Copy out the Kigali living report below in full, word for word.

PAGE EXCERPT>
= Beginning of Section =

Kigali, Rwanda Report of what it's like to live there - 01/25/17
Personal Experiences from Kigali, Rwanda
1. Was this post your first expatriate experience? If not, what other cities have you lived in as an expat?
No, I have previously lived in Ontario (Canada), Taiwan, Bangladesh, Austria, Lebanon, and Serbia.
2. What is your home city/country? How long is the trip to post from there, with what connections? How easy/difficult is it to travel to this city/country?
Home city is Salt Lake City (USA). The trip is two 10-hour flights - Kigali - Amsterdam - Salt Lake City.
3. How long have you lived here?
4. What brought you to this city (e.g. diplomatic mission, business, NGO, teaching, retirement, etc.)?
I work at the U.S. Embassy
Housing, Groceries & Food:
1. What is your housing like? What are typical housing sizes, locations, and commute times for expatriates?
I have a four bedroom, 3.5 bath house with a lovely garden. Most people have houses, although there are now also a few apartments in the housing pool. The apartments are small compared to the houses, but large compared to DC. Housing is located around the city.

= End of Section =

DATASET>
= Beginning of Section =

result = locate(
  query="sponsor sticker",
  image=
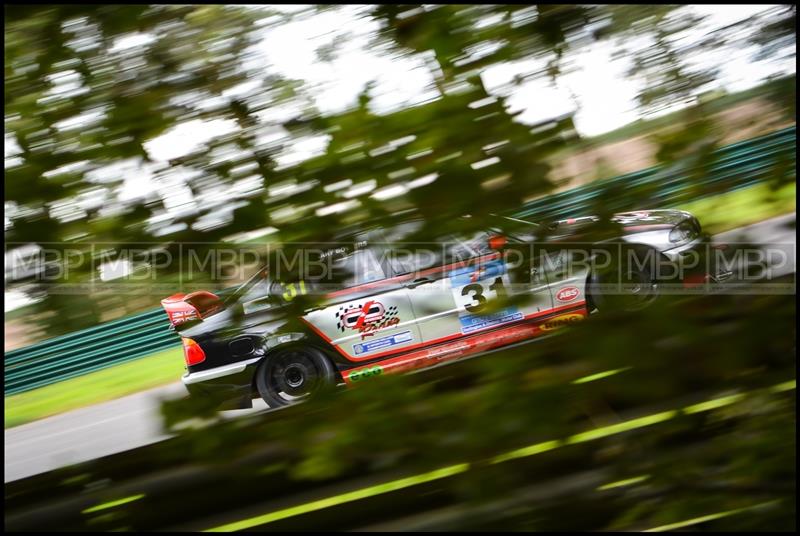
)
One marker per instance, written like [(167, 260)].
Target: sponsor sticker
[(366, 318), (567, 294), (560, 321), (385, 342), (471, 323)]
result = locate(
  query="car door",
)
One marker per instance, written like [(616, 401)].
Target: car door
[(473, 289), (370, 316)]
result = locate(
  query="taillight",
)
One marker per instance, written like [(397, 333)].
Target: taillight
[(192, 352)]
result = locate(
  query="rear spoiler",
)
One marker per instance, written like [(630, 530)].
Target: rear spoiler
[(195, 306)]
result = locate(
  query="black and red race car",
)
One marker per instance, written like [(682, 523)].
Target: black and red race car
[(377, 305)]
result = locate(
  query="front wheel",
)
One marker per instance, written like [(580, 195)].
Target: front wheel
[(627, 284), (292, 375)]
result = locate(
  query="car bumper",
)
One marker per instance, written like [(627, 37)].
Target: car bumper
[(224, 383)]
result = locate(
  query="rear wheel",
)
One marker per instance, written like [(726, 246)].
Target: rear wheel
[(629, 283), (292, 375)]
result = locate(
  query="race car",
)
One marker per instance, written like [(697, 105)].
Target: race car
[(378, 304)]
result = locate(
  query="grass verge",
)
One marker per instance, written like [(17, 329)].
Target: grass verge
[(152, 371), (717, 214), (742, 207)]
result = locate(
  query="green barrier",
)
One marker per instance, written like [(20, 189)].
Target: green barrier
[(735, 166)]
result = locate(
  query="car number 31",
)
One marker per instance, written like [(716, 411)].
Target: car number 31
[(473, 297)]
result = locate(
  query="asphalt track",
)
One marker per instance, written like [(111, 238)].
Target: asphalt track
[(134, 421)]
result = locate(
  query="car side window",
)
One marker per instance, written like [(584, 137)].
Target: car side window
[(357, 268)]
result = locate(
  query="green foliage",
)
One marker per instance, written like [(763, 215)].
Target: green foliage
[(61, 64)]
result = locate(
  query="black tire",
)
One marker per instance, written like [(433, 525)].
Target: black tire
[(627, 284), (294, 374)]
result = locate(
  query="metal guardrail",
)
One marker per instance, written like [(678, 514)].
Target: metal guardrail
[(736, 166)]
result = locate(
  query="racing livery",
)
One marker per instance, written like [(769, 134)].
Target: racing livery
[(384, 310)]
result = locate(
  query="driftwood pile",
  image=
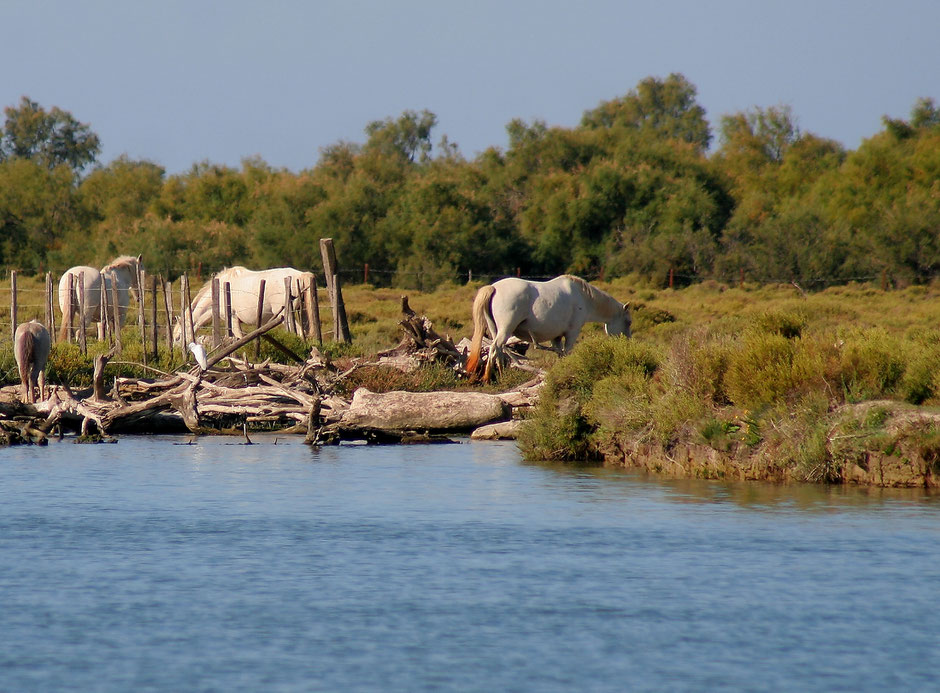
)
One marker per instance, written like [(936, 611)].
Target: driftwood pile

= End of Section =

RESULT FOR THIS EXERCISE>
Kigali, Rwanda Report of what it's like to live there - 01/25/17
Personal Experiences from Kigali, Rwanda
1. Was this post your first expatriate experience? If not, what other cities have you lived in as an expat?
No, I have previously lived in Ontario (Canada), Taiwan, Bangladesh, Austria, Lebanon, and Serbia.
2. What is your home city/country? How long is the trip to post from there, with what connections? How easy/difficult is it to travel to this city/country?
Home city is Salt Lake City (USA). The trip is two 10-hour flights - Kigali - Amsterdam - Salt Lake City.
3. How long have you lived here?
4. What brought you to this city (e.g. diplomatic mission, business, NGO, teaching, retirement, etc.)?
I work at the U.S. Embassy
Housing, Groceries & Food:
1. What is your housing like? What are typical housing sizes, locations, and commute times for expatriates?
I have a four bedroom, 3.5 bath house with a lovely garden. Most people have houses, although there are now also a few apartments in the housing pool. The apartments are small compared to the houses, but large compared to DC. Housing is located around the city.